■ **YOUR INSTRUCTIONS**
Count the lines in the rows below that contain the word "weathered", matching case exactly, and give only the number.

■ **RECORD LIST**
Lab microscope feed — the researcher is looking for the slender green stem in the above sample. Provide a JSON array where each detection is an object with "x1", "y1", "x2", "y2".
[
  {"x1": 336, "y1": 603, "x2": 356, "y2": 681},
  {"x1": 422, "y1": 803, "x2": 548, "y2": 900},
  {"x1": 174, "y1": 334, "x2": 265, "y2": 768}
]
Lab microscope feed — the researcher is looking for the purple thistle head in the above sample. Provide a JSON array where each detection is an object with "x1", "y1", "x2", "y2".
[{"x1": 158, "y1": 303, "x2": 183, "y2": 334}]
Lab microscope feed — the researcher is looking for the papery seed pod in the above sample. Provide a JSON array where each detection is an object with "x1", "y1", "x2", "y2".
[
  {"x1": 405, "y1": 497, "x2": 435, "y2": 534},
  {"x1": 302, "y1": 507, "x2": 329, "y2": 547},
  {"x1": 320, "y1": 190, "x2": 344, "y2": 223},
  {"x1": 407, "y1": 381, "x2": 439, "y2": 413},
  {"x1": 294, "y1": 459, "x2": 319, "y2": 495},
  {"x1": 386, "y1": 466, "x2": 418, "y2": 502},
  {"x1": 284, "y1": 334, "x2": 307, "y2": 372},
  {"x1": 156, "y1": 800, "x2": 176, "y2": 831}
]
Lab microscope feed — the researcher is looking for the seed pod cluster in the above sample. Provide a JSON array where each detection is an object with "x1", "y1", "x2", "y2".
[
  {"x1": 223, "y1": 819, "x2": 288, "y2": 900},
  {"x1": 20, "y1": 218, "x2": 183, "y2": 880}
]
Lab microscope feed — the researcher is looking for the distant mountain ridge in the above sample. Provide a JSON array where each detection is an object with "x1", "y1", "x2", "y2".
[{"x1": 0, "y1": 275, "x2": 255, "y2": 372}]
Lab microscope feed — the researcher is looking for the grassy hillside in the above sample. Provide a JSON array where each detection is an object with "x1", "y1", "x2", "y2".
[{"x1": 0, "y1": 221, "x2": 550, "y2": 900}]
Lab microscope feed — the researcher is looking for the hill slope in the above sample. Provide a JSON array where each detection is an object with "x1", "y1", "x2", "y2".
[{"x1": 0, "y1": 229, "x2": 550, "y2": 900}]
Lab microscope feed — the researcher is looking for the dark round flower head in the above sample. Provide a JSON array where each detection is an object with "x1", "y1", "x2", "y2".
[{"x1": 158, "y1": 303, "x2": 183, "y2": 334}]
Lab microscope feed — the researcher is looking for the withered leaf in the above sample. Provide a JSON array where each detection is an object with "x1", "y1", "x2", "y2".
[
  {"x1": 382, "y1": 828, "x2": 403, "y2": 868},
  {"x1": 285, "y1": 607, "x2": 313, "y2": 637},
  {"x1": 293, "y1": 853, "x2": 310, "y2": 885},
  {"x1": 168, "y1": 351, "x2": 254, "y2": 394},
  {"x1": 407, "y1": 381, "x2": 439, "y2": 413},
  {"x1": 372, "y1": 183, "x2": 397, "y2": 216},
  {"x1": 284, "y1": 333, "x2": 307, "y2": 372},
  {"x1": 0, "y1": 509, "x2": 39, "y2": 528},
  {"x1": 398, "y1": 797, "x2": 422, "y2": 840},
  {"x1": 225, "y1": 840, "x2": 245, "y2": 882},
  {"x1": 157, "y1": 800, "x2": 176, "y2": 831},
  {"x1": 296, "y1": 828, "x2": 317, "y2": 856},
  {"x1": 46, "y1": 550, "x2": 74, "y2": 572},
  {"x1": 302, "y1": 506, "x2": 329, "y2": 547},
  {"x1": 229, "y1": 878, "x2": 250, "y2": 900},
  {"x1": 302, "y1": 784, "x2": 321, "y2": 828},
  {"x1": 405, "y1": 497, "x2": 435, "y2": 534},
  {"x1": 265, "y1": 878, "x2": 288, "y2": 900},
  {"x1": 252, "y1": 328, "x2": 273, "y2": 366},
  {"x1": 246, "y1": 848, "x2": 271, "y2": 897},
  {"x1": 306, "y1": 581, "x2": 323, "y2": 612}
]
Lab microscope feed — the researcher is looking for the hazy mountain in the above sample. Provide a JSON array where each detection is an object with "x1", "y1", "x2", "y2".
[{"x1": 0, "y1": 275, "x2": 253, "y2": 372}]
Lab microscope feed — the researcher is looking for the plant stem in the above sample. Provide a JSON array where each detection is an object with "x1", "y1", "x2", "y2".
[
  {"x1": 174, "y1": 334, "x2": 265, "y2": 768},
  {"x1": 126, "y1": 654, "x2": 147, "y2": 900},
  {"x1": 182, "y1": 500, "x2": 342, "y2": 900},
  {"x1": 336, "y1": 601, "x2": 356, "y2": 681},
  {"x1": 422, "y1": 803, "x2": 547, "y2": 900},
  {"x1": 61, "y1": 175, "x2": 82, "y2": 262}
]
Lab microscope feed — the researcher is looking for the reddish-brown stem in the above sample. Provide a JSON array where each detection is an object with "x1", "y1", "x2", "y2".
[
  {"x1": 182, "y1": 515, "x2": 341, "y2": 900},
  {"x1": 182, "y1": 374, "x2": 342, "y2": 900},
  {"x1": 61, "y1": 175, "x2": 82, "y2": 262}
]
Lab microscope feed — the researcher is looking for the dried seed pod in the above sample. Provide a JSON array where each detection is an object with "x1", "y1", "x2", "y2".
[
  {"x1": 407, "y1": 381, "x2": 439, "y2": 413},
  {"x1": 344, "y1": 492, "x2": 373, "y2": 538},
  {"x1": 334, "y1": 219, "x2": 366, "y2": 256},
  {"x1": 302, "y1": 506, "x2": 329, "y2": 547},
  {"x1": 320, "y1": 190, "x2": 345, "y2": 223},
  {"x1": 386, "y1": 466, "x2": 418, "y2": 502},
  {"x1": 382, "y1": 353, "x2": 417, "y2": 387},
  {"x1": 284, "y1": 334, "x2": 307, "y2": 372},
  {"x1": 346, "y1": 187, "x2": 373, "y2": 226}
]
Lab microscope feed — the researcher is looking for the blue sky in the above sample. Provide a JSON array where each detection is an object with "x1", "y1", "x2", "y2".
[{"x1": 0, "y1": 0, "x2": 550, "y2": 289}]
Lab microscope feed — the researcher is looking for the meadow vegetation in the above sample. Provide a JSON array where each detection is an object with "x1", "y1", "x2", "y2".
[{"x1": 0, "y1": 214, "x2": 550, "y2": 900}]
* * *
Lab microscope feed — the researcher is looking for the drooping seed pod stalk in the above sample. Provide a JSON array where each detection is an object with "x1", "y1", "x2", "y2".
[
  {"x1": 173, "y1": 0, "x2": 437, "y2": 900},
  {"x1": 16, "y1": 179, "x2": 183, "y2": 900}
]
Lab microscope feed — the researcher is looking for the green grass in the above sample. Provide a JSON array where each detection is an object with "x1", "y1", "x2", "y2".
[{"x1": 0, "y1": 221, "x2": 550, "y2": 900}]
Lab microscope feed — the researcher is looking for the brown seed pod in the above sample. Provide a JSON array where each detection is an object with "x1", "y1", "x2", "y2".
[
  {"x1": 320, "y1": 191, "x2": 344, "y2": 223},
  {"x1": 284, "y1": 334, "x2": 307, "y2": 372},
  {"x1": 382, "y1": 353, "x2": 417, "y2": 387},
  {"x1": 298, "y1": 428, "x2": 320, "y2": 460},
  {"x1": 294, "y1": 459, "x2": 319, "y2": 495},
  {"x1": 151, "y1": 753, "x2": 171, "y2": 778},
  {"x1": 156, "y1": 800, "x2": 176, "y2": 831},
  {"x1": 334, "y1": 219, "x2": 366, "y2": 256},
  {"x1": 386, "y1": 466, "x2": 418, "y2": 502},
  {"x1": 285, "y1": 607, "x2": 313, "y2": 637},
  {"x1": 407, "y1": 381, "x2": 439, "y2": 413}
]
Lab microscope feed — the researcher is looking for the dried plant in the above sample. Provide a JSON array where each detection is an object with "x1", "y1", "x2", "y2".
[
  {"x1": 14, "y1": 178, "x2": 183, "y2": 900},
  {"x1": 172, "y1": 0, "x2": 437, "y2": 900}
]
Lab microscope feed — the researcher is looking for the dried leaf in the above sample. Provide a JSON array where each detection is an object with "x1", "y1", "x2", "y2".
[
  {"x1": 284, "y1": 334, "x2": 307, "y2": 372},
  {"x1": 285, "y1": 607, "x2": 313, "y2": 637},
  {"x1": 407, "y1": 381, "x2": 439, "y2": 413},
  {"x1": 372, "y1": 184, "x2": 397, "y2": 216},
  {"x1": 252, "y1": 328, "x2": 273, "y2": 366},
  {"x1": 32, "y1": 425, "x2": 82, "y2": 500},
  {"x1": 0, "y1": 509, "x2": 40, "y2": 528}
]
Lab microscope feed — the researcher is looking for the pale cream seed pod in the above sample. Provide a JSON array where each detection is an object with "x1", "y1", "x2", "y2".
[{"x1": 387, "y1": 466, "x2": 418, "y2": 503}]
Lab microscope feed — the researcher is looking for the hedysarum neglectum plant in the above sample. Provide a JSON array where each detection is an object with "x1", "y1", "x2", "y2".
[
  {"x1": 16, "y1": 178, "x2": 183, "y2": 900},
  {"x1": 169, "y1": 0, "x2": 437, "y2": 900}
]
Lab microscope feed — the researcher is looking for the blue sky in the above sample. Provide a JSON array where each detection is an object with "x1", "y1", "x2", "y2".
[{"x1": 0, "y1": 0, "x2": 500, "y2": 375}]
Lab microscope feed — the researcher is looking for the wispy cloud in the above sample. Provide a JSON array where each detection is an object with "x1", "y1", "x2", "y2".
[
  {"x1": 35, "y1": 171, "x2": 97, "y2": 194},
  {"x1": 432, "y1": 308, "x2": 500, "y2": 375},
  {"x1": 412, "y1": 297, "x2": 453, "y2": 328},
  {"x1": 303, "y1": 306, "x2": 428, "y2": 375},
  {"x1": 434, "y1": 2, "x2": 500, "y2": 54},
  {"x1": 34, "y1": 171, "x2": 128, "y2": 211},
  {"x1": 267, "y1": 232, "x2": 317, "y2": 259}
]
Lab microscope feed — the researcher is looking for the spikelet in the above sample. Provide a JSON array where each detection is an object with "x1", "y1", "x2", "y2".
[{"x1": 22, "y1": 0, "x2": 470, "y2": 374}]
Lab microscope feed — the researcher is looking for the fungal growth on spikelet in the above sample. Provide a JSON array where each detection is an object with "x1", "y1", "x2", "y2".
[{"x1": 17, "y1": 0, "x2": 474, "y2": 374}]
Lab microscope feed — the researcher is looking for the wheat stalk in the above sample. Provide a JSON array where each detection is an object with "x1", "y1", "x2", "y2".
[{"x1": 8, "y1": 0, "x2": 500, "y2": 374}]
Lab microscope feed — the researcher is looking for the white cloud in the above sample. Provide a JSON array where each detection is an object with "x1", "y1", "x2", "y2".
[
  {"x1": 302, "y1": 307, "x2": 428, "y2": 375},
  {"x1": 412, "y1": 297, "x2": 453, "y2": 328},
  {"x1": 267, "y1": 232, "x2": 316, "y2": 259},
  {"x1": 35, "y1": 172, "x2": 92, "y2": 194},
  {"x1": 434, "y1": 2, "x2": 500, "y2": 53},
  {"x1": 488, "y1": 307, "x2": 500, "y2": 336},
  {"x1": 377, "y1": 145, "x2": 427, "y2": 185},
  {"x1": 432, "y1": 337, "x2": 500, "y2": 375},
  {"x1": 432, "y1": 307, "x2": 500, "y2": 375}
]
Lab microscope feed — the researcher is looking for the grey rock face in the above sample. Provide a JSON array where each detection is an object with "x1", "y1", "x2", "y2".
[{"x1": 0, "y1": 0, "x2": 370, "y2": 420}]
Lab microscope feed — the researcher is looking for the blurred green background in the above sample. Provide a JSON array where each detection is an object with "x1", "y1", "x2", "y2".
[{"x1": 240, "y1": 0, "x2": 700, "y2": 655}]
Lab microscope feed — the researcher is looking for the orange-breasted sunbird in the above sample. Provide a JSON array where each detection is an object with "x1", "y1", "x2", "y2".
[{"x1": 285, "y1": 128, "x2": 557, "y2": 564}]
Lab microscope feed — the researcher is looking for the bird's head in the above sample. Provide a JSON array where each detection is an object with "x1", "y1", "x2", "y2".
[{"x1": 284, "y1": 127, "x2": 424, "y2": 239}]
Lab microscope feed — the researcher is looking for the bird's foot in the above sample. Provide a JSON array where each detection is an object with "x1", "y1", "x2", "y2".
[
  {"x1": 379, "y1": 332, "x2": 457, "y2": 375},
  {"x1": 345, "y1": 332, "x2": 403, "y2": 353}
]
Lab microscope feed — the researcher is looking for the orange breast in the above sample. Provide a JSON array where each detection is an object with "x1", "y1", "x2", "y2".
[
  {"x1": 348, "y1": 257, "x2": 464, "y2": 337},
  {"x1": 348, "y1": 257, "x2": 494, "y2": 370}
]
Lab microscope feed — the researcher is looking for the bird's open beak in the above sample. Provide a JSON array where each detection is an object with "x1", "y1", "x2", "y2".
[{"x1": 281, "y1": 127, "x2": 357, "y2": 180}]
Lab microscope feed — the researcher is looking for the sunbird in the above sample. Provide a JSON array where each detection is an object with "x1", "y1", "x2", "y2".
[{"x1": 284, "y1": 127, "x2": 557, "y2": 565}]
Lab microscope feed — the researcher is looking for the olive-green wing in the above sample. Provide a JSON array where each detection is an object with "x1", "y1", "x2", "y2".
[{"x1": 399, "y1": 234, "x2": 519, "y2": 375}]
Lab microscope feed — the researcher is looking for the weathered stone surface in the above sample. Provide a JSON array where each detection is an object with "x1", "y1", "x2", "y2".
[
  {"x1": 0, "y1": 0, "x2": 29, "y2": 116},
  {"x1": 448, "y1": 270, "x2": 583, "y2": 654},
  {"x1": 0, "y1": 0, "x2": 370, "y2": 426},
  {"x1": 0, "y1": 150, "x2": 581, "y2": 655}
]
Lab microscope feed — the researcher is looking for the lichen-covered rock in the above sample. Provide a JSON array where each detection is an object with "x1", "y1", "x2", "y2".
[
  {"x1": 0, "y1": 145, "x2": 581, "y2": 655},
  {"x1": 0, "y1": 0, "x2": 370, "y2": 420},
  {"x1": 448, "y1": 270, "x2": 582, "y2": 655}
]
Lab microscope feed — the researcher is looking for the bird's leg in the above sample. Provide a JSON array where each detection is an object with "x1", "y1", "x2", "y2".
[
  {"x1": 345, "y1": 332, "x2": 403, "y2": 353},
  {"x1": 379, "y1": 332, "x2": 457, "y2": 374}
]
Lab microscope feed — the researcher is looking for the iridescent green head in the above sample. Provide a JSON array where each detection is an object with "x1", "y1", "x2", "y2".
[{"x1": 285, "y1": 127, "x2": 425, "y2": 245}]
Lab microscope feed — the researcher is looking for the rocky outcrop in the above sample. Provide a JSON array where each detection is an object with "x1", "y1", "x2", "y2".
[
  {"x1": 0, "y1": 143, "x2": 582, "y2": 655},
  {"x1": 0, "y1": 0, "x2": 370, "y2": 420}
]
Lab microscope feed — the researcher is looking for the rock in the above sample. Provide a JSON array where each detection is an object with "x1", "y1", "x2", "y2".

■ **CORRECT OUTPUT**
1